There are no studies reported yet on the immunoallergic characteristics of wheat proteins involved in transcriptional and translational regulations. This might be due to the relatively low number of related proteins present in mature seeds compared to some of the major allergens, such as gliadins. The common extraction techniques used for two dimension gel electrophoresis will likely fail when aiming for the detection of these proteins since they are low abundant, and the extraction of protein fractions enriched in e.g. transcription factors require specific extraction techniques. However, a predicted transcription factor with zinc-ion binding, APFI has been reported as IgE-binding protein (De Angelis et al. 2007). Similarly, proteins with zinc-ion binding capacity, such as plant homeodomain zinc finger proteins have been reported as major allergens for asthma and eczema (Rahman et al. 2010). Transcription factors with zinc fingers, heat shock-related proteins, different signal recognition receptors and different transporters were shown to be dominant in the soybean pollen transcriptome (Haerizadeh et al. 2009). This might suggest that transcription factors may possess some peptides in their sequence which results in similar IgE responses to some of the prolamin proteins. It is not known whether these transcription regulation-related proteins are present in the mature Brachypodium seed. Analysis of seed EST libraries may serve some information about their expression level. However, we do not have information on protein level if they are present in a detectable amount in dormant seeds. Proteome studies of nuclear extracts isolated from mature Brachypodium seeds will help to understand this question.

Detrimental effect of potential allergen proteins depends on many different genetic and environmental factors. These include elements influencing digestive and immunogenic mechanisms in the gastrointestinal tract. There are factors such as the amino acid composition, the tertiary structure and the expression levels of the toxic proteins that are primarily determined by the genetic and environmental effects of the allergen source. The bioinformatic tools used in allergen identification and allergen prediction have been extensively explored and reviewed by several research groups (Brusic et al. 2003, Tomar and De 2010). Generally, the following main approaches are used: sequence analysis, prediction and structural analysis (Brusic et al. 2003). The sequence analysis and comparison tools focus on the classification and characterization of potential allergens based on experimentally confirmed epitope sets and homolog allergens identified from related species (Brusic et al. 2003, Saha et al. 2006). Prediction tools are based on particular characteristics either in function or composition and chemical structure of proteins, based on which allergic potential can be identified (Brusic et al. 2003; Borges et al. 2007).

### INSTRUCTIONS
1 > In the text on wheat and Brachypodium allergen proteins, which proteins were shown to be dominant in the soybean pollen transcriptome?
2 > Turn the paragraph of the allergen protein text that begins "Detrimental effect of potential allergen proteins" into a short bulleted list that keeps its main facts.
3 > Write the next part of the text on allergen proteins, starting after its last sentence.

### GIVEN DATA
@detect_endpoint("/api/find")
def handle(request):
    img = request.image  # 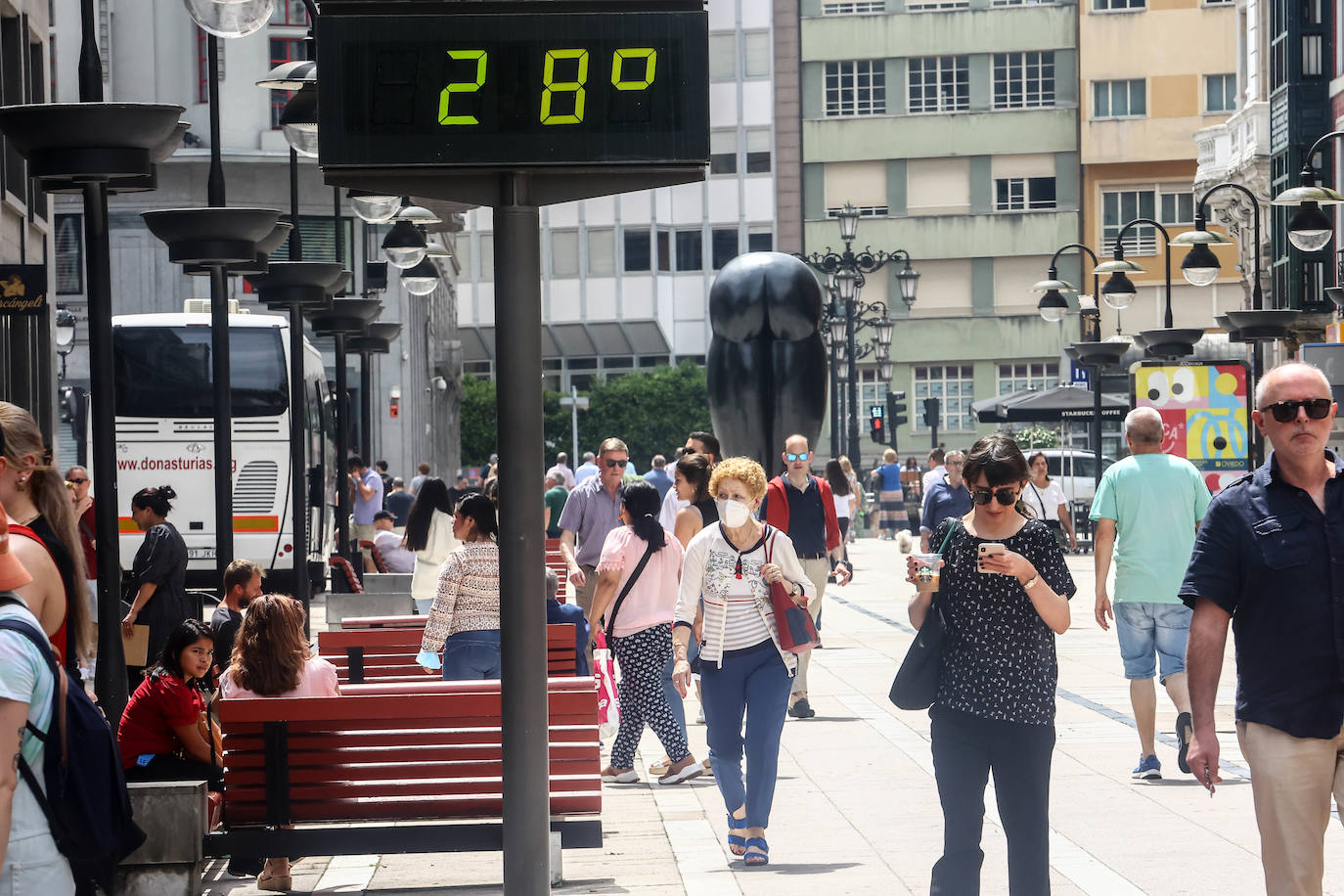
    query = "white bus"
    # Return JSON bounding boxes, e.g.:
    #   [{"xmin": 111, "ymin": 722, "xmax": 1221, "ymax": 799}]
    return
[{"xmin": 112, "ymin": 308, "xmax": 338, "ymax": 593}]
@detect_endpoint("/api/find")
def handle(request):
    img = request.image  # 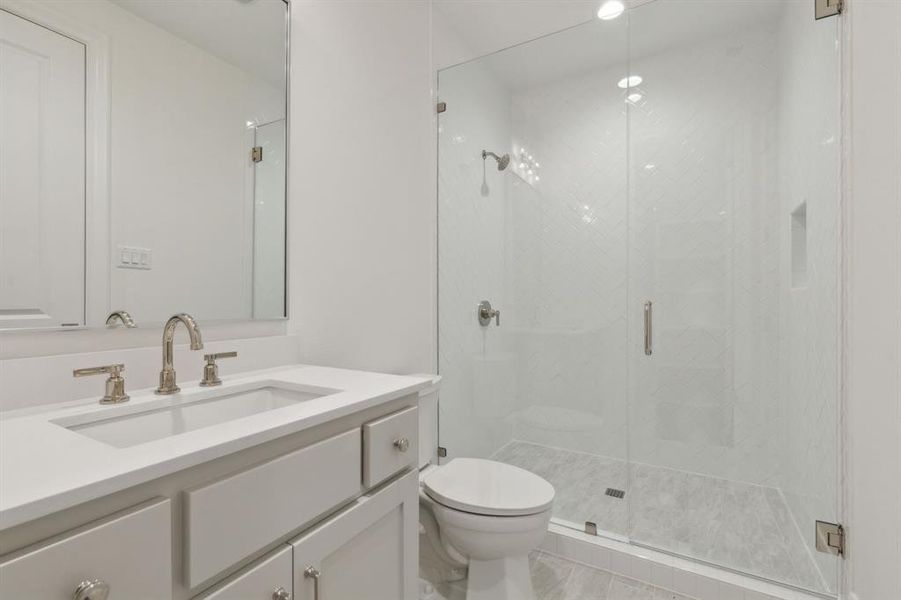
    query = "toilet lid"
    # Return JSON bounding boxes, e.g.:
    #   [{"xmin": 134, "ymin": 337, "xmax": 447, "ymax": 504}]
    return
[{"xmin": 422, "ymin": 458, "xmax": 554, "ymax": 517}]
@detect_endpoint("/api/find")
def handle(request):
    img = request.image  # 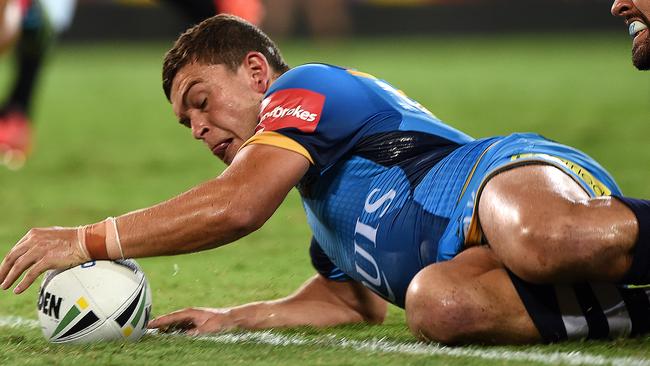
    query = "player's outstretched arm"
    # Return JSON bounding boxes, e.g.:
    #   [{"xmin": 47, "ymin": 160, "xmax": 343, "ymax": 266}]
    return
[
  {"xmin": 0, "ymin": 145, "xmax": 309, "ymax": 293},
  {"xmin": 149, "ymin": 275, "xmax": 387, "ymax": 335}
]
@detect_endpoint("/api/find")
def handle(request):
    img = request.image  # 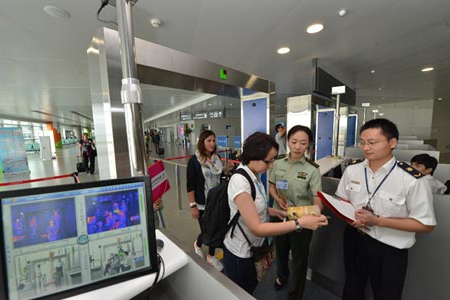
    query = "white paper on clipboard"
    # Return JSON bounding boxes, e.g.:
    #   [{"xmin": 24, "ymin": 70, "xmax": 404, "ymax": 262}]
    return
[{"xmin": 317, "ymin": 192, "xmax": 355, "ymax": 222}]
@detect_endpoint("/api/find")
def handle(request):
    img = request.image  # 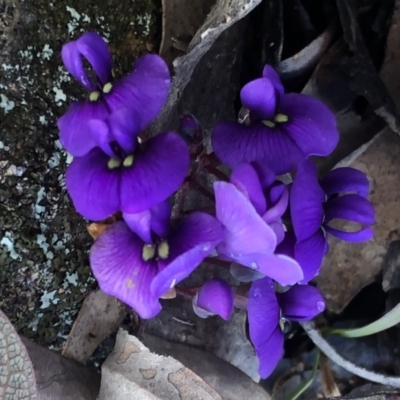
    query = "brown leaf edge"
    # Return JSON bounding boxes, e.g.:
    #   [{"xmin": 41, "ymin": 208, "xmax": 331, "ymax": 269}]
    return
[{"xmin": 0, "ymin": 310, "xmax": 38, "ymax": 400}]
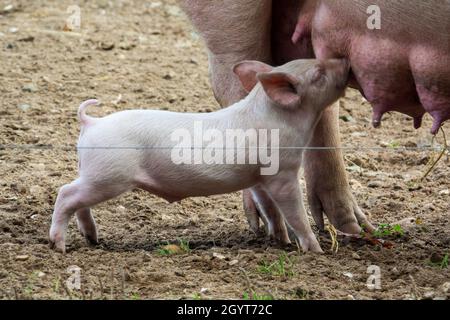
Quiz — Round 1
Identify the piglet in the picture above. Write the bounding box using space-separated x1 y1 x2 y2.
50 60 349 253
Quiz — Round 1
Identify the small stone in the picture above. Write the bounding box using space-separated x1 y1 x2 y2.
228 260 239 266
352 252 361 260
149 1 162 9
339 115 355 122
343 272 353 279
19 103 31 111
2 4 14 13
430 252 444 263
433 296 447 301
367 180 383 188
17 36 34 42
163 73 174 80
213 252 225 260
119 42 136 51
174 271 186 278
30 186 42 195
442 282 450 293
99 42 115 51
161 244 183 254
142 253 152 262
22 83 38 92
165 5 183 17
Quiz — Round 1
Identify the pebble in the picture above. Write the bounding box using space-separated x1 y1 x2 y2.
16 254 30 261
30 186 42 195
213 252 225 260
22 83 38 92
229 260 239 266
430 252 444 263
100 42 115 51
343 272 353 279
149 1 162 9
19 103 31 111
2 4 14 13
442 282 450 293
352 252 361 260
367 180 383 188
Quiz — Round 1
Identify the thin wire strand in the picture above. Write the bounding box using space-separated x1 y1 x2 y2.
0 144 450 152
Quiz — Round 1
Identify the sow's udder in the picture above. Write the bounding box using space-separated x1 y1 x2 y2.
349 38 450 134
312 2 450 134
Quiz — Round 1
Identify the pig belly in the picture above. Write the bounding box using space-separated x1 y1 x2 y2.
312 0 450 134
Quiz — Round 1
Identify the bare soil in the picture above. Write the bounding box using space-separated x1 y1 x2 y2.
0 0 450 299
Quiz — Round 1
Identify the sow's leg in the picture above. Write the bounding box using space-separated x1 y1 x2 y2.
180 0 287 238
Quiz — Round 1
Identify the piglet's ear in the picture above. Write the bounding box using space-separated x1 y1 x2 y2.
258 72 301 108
233 61 273 92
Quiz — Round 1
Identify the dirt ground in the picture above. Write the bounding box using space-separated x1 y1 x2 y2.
0 0 450 299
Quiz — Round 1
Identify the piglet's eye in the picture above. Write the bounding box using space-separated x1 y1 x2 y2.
311 67 326 85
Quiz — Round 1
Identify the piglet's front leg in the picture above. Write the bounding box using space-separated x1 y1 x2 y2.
263 172 323 253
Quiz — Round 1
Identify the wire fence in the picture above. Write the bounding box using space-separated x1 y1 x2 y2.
0 144 450 152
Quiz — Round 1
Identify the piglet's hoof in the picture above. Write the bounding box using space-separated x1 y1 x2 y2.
49 239 66 254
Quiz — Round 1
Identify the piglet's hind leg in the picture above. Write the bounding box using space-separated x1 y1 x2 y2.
76 208 98 245
50 179 127 253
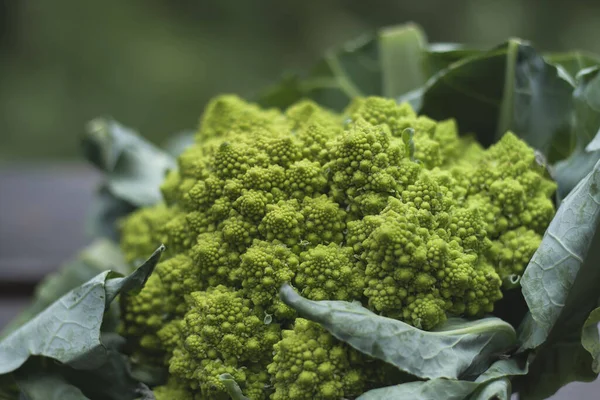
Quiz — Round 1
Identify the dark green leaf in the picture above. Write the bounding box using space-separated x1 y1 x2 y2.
86 184 137 242
219 374 250 400
515 330 597 400
496 41 573 156
130 360 169 386
164 130 196 157
17 366 89 400
357 359 527 400
427 43 483 77
469 378 512 400
521 159 600 349
259 24 432 110
2 239 131 337
553 69 600 197
410 40 572 155
356 378 479 400
280 285 516 379
544 51 600 79
581 307 600 374
60 338 148 400
83 119 176 206
0 246 164 374
380 24 429 98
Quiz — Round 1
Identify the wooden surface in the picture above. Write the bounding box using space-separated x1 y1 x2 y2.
0 164 100 329
0 164 600 400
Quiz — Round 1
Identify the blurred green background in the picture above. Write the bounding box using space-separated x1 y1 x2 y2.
0 0 600 161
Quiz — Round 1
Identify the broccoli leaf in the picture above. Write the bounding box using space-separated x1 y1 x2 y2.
17 365 89 400
469 378 512 400
280 285 516 379
544 51 600 79
357 358 528 400
515 330 596 400
520 156 600 350
83 119 176 206
0 246 164 375
356 378 479 400
408 39 573 155
219 374 250 400
553 68 600 198
259 24 432 110
58 333 152 400
581 307 600 374
83 118 176 240
86 187 137 242
0 239 131 338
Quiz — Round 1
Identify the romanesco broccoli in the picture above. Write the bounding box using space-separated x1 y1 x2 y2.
121 95 556 400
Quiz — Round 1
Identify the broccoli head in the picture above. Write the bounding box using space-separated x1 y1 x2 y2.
121 95 556 400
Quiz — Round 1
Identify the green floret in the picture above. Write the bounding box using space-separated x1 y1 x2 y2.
489 226 542 278
196 95 283 142
120 203 172 264
258 199 304 252
166 285 281 399
120 274 168 355
230 240 298 318
346 97 418 136
284 159 327 199
268 318 365 400
152 378 202 400
301 195 346 246
294 243 364 300
189 232 240 287
121 95 556 400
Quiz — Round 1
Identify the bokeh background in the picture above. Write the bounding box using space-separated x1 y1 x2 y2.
0 0 600 161
0 0 600 400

### ANSWERS
1 > Transcription factors with zinc fingers, heat shock-related proteins, different signal recognition receptors and different transporters.

2 >
- The harm done by potential allergen proteins depends on many genetic and environmental factors, including those that affect digestive and immune processes in the gut.
- The allergen source's genetics and environment mainly determine the amino acid makeup, tertiary structure and expression levels of the toxic proteins.
- Several research groups have widely explored and reviewed bioinformatic tools for finding and predicting allergens (Brusic et al. 2003, Tomar and De 2010).
- There are three main approaches: sequence analysis, prediction and structural analysis (Brusic et al. 2003).
- Sequence analysis and comparison tools classify and describe possible allergens using experimentally confirmed epitope sets and similar allergens from related species (Brusic et al. 2003, Saha et al. 2006).
- Prediction tools identify allergic potential from particular traits of a protein's function, composition or chemical structure (Brusic et al. 2003; Borges et al. 2007).

3 >
High-throughput genome sequencing is now one of the major methods in cereal allergy research to determine potential allergen epitopes. Although a number of epitopes may be false positives due to the complexity of human responses to food intake, the study presented here has several relevant outcomes. Our results emphasize the importance of considering the allergen characteristics of non-prolamin seed proteins for identifying new allergen protein families. The detected number of non-prolamin type allergen proteins is expected to increase when extensive seed proteomic studies, high-throughput bioinformatics and computational tools are involved simultaneously. The pleiotropic effects of utilizing technologies such as RNAi for tissue-specific allergenic-gene knockouts could lead to the compensation and over-expression of other proteins that may be high in glutamine and proline residues, and result in increased levels of allergic responses. These responses might be caused by protein families which do not normally show harmful effects. The outputs from our study indicate that the use of wild wheat species and primitive wheat lines can be a potential candidate for replacing the traditional ingredients of certain food products providing safety for people suffering from one or more of the health problem caused by wheat.